---- Provided records

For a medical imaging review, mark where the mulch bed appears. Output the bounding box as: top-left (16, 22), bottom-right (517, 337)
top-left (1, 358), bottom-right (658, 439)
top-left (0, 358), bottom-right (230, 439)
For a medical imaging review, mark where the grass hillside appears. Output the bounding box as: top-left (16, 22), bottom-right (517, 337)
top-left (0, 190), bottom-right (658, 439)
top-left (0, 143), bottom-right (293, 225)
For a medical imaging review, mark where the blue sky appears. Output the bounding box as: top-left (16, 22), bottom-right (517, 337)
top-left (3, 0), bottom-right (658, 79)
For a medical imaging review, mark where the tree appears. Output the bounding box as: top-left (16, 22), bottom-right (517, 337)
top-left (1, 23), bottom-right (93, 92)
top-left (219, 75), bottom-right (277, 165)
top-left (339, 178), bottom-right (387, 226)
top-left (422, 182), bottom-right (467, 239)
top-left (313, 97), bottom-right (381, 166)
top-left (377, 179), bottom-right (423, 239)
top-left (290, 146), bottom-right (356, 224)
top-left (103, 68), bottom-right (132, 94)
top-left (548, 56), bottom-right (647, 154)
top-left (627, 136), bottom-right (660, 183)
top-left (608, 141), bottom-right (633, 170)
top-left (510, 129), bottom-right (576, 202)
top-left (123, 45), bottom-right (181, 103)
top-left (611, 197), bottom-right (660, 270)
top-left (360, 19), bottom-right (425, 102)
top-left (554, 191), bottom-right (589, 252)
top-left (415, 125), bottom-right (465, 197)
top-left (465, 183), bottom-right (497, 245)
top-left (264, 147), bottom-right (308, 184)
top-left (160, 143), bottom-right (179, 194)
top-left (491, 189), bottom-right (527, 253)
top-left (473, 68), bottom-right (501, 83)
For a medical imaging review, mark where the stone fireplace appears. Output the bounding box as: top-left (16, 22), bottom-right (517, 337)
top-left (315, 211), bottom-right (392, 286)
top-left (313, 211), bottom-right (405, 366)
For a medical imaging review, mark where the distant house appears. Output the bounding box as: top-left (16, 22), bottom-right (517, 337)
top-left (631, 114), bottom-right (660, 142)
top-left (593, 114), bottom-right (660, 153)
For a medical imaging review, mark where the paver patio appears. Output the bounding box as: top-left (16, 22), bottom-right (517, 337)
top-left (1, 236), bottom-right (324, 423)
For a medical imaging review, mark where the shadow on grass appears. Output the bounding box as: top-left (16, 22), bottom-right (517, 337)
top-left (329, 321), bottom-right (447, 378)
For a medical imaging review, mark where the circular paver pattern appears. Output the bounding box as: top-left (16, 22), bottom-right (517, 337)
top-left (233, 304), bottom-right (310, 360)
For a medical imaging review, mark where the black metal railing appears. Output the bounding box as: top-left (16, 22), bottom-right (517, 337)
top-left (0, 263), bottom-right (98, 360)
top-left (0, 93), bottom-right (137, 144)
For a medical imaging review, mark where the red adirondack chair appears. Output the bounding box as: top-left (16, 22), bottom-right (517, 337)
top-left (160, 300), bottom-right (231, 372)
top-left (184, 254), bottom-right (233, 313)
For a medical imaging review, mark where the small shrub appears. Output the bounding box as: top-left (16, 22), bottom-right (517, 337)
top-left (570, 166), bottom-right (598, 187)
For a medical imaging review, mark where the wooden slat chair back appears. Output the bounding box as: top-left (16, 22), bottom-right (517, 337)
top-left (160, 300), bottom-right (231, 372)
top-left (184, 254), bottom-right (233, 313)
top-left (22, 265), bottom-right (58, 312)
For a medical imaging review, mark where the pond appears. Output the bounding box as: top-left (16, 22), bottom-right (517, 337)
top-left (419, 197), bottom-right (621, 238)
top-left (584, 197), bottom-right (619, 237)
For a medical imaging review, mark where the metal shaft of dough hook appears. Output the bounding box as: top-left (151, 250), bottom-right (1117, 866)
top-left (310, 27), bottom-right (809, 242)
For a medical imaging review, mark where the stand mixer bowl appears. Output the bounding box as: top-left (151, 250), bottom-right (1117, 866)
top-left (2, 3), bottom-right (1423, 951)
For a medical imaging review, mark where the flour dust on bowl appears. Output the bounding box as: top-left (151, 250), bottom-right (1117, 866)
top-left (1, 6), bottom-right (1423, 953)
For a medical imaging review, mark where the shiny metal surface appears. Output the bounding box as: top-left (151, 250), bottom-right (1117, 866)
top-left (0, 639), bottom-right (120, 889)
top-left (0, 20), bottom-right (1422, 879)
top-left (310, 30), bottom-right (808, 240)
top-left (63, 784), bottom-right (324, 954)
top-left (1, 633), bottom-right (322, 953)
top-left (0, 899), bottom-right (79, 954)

--------

Activity. Without leaving anything out, quote all the data.

Task solution.
For a medical imaging review, mark where the mulch bed appears. Output the bounding box as: top-left (16, 22), bottom-right (517, 337)
top-left (1, 358), bottom-right (658, 439)
top-left (0, 358), bottom-right (230, 439)
For a medical imaging review, mark where the grass hillside appears. Output the bounding box as: top-left (16, 22), bottom-right (517, 337)
top-left (0, 190), bottom-right (658, 439)
top-left (0, 143), bottom-right (293, 225)
For a medical imaging review, mark where the blue sky appears. Output the bounding box as: top-left (16, 22), bottom-right (517, 337)
top-left (3, 0), bottom-right (658, 79)
For a medical imaging review, mark where the tree appears. Output the bounding box as: top-left (16, 22), bottom-right (517, 337)
top-left (1, 23), bottom-right (93, 92)
top-left (219, 75), bottom-right (277, 165)
top-left (339, 178), bottom-right (387, 226)
top-left (422, 182), bottom-right (467, 239)
top-left (313, 97), bottom-right (381, 166)
top-left (377, 179), bottom-right (423, 239)
top-left (290, 146), bottom-right (356, 224)
top-left (103, 68), bottom-right (132, 94)
top-left (548, 56), bottom-right (647, 154)
top-left (627, 136), bottom-right (660, 183)
top-left (608, 141), bottom-right (633, 170)
top-left (510, 129), bottom-right (576, 202)
top-left (123, 45), bottom-right (181, 103)
top-left (611, 197), bottom-right (660, 270)
top-left (360, 19), bottom-right (425, 102)
top-left (554, 191), bottom-right (589, 252)
top-left (415, 125), bottom-right (465, 197)
top-left (465, 183), bottom-right (497, 245)
top-left (264, 147), bottom-right (308, 184)
top-left (160, 143), bottom-right (179, 194)
top-left (491, 189), bottom-right (527, 253)
top-left (473, 68), bottom-right (501, 83)
For a medical imaging review, mark where the stone fireplace appears. Output the bounding box as: top-left (16, 22), bottom-right (517, 337)
top-left (315, 211), bottom-right (392, 286)
top-left (313, 211), bottom-right (405, 366)
For a medical imaging review, mark where the distant house appears. Output the bounding box as: top-left (16, 22), bottom-right (517, 337)
top-left (631, 114), bottom-right (660, 142)
top-left (593, 114), bottom-right (660, 153)
For a medical imaging review, mark where the paver patio appears. Output the bounding box as: top-left (16, 22), bottom-right (517, 337)
top-left (1, 236), bottom-right (324, 423)
For a medical imaging review, mark where the shadow on grass appears. Output the bounding box as: top-left (16, 22), bottom-right (517, 337)
top-left (329, 321), bottom-right (447, 378)
For a medical imaging review, mark where the circular paver pattern appears. Output the bounding box as: top-left (16, 22), bottom-right (517, 337)
top-left (233, 304), bottom-right (310, 360)
For a medical imaging review, mark where the black metal railing appears. Output the bounding box as: top-left (16, 22), bottom-right (517, 337)
top-left (0, 263), bottom-right (98, 360)
top-left (0, 93), bottom-right (137, 144)
For a medical imaging review, mark where the red adirondack chair appears. Output the bounding box as: top-left (16, 22), bottom-right (517, 337)
top-left (160, 300), bottom-right (231, 372)
top-left (184, 254), bottom-right (233, 313)
For a medical imaging review, mark where the small shrub appears. Output the bounding box as: top-left (16, 22), bottom-right (517, 337)
top-left (570, 166), bottom-right (598, 187)
For a medical imaging review, mark where the wooden slat chair back appears. Output the bounding box as: top-left (16, 22), bottom-right (517, 337)
top-left (160, 300), bottom-right (231, 372)
top-left (184, 254), bottom-right (233, 313)
top-left (22, 265), bottom-right (58, 312)
For a medical imaging review, mark where the pond appears. Output the bounding box as: top-left (16, 22), bottom-right (517, 337)
top-left (419, 197), bottom-right (621, 238)
top-left (584, 197), bottom-right (619, 237)
For a medical imaging review, mark where the metal shaft of dough hook appears. Output the bounding box as: top-left (151, 250), bottom-right (1117, 866)
top-left (310, 27), bottom-right (809, 242)
For a medical imaging review, mark where the stand mixer bowl appears. Output the bounding box as: top-left (151, 250), bottom-right (1117, 866)
top-left (2, 3), bottom-right (1423, 951)
For a medical imaging review, mark where the flour dust on bowl appears. Output the bounding box as: top-left (151, 250), bottom-right (1117, 866)
top-left (1, 6), bottom-right (1423, 953)
For a medical imaging review, mark where the shiny metal surface appears. Output the bounding box as: top-left (151, 250), bottom-right (1117, 866)
top-left (0, 639), bottom-right (120, 889)
top-left (0, 20), bottom-right (1422, 879)
top-left (310, 30), bottom-right (808, 240)
top-left (63, 784), bottom-right (324, 954)
top-left (1, 633), bottom-right (322, 953)
top-left (0, 899), bottom-right (79, 954)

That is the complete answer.